Return all of the entries exactly as written.

*** Block opens ***

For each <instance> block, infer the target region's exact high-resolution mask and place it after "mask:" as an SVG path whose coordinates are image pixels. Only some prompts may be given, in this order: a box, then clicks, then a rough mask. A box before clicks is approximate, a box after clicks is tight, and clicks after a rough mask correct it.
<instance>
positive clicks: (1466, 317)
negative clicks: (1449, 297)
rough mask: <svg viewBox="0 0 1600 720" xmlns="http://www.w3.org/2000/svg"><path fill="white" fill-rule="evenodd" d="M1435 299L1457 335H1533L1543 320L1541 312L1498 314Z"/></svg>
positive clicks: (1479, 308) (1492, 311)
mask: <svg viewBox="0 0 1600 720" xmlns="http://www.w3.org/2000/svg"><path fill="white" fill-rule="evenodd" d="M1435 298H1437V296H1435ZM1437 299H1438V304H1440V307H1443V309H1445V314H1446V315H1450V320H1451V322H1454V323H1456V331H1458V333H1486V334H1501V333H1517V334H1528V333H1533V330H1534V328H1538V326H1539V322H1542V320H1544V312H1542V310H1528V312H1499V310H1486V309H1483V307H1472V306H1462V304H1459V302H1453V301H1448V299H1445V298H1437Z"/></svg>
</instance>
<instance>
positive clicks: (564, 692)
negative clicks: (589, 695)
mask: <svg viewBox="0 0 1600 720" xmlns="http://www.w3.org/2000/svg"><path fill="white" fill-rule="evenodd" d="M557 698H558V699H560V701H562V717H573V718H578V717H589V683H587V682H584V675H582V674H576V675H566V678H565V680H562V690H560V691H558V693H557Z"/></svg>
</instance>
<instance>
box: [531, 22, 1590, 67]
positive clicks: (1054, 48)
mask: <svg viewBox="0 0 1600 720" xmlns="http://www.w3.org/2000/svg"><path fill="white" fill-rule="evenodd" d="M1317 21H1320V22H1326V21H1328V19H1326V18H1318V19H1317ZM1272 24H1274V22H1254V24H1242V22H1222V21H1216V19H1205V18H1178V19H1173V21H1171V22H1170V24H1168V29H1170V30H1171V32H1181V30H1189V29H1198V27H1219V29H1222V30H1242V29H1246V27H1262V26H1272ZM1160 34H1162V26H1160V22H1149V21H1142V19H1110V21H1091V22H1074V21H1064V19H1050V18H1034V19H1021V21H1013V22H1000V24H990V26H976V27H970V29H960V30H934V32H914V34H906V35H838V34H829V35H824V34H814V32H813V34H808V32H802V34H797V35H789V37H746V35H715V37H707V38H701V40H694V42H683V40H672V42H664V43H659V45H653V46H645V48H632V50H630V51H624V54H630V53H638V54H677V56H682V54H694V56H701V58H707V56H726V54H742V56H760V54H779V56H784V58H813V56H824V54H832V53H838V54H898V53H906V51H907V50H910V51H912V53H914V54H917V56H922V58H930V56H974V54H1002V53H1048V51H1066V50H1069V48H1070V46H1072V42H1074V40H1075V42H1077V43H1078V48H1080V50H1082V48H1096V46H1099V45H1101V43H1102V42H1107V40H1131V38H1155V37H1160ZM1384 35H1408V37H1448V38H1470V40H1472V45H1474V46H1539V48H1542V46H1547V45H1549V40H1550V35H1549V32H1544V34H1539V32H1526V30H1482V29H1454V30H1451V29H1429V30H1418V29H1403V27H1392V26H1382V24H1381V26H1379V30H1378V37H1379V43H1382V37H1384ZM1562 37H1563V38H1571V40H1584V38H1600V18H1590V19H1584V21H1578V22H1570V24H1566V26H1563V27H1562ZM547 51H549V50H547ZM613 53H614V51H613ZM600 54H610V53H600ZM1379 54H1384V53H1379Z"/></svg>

*** Block closes ***

*REPLY*:
For each <instance> block, infer the target region's exact high-resolution mask and place it after "mask:" as an SVG path whose coordinates are image pixels. Only some prompts may be given, in this order: a box, then clicks, then a rough mask. A box before clicks is approximate, a box after clicks is tight, and clicks after a rough mask correct it.
<instance>
positive clicks: (1466, 317)
negative clicks: (1449, 297)
rough mask: <svg viewBox="0 0 1600 720" xmlns="http://www.w3.org/2000/svg"><path fill="white" fill-rule="evenodd" d="M1435 299L1457 335H1533L1543 320L1541 312L1498 314Z"/></svg>
positive clicks: (1479, 308) (1492, 311)
mask: <svg viewBox="0 0 1600 720" xmlns="http://www.w3.org/2000/svg"><path fill="white" fill-rule="evenodd" d="M1435 298H1437V296H1435ZM1437 299H1438V304H1440V307H1443V309H1445V314H1446V315H1450V320H1451V322H1454V323H1456V331H1458V333H1486V334H1501V333H1517V334H1528V333H1533V330H1534V328H1538V326H1539V322H1542V320H1544V312H1542V310H1528V312H1499V310H1486V309H1483V307H1472V306H1462V304H1459V302H1453V301H1448V299H1445V298H1437Z"/></svg>
</instance>
<instance>
positive clicks: (564, 692)
negative clicks: (589, 695)
mask: <svg viewBox="0 0 1600 720" xmlns="http://www.w3.org/2000/svg"><path fill="white" fill-rule="evenodd" d="M557 698H558V699H560V701H562V717H573V718H578V717H589V683H587V682H584V675H582V674H576V675H566V678H565V680H562V690H560V691H558V693H557Z"/></svg>
</instance>
<instance>
box: [531, 22, 1590, 67]
positive clicks: (1054, 48)
mask: <svg viewBox="0 0 1600 720" xmlns="http://www.w3.org/2000/svg"><path fill="white" fill-rule="evenodd" d="M1317 21H1320V22H1326V21H1328V19H1326V18H1318V19H1317ZM1272 24H1274V22H1254V24H1242V22H1222V21H1216V19H1205V18H1178V19H1173V21H1171V22H1170V24H1168V29H1170V30H1171V32H1181V30H1189V29H1198V27H1219V29H1222V30H1242V29H1246V27H1262V26H1272ZM1160 34H1162V26H1160V22H1149V21H1142V19H1110V21H1091V22H1074V21H1064V19H1050V18H1034V19H1021V21H1013V22H1000V24H990V26H976V27H970V29H960V30H934V32H914V34H906V35H838V34H829V35H824V34H814V32H813V34H808V32H802V34H797V35H789V37H746V35H715V37H707V38H701V40H694V42H683V40H672V42H664V43H659V45H653V46H645V48H632V50H630V51H624V54H630V53H638V54H677V56H682V54H694V56H701V58H707V56H726V54H742V56H760V54H779V56H784V58H813V56H824V54H832V53H838V54H898V53H906V51H907V50H910V51H912V53H914V54H917V56H922V58H930V56H974V54H1002V53H1048V51H1066V50H1069V48H1070V46H1072V42H1074V40H1075V42H1077V43H1078V48H1080V50H1082V48H1096V46H1099V45H1101V43H1102V42H1107V40H1131V38H1155V37H1160ZM1384 35H1408V37H1448V38H1470V40H1472V45H1474V46H1539V48H1542V46H1547V45H1549V40H1550V35H1549V32H1544V34H1539V32H1526V30H1482V29H1454V30H1451V29H1429V30H1418V29H1403V27H1392V26H1382V24H1381V26H1379V30H1378V37H1379V43H1382V37H1384ZM1562 37H1563V38H1571V40H1584V38H1600V18H1590V19H1584V21H1578V22H1570V24H1566V26H1563V27H1562ZM547 51H549V50H547ZM613 53H614V51H613ZM600 54H610V53H600ZM1379 54H1384V53H1379Z"/></svg>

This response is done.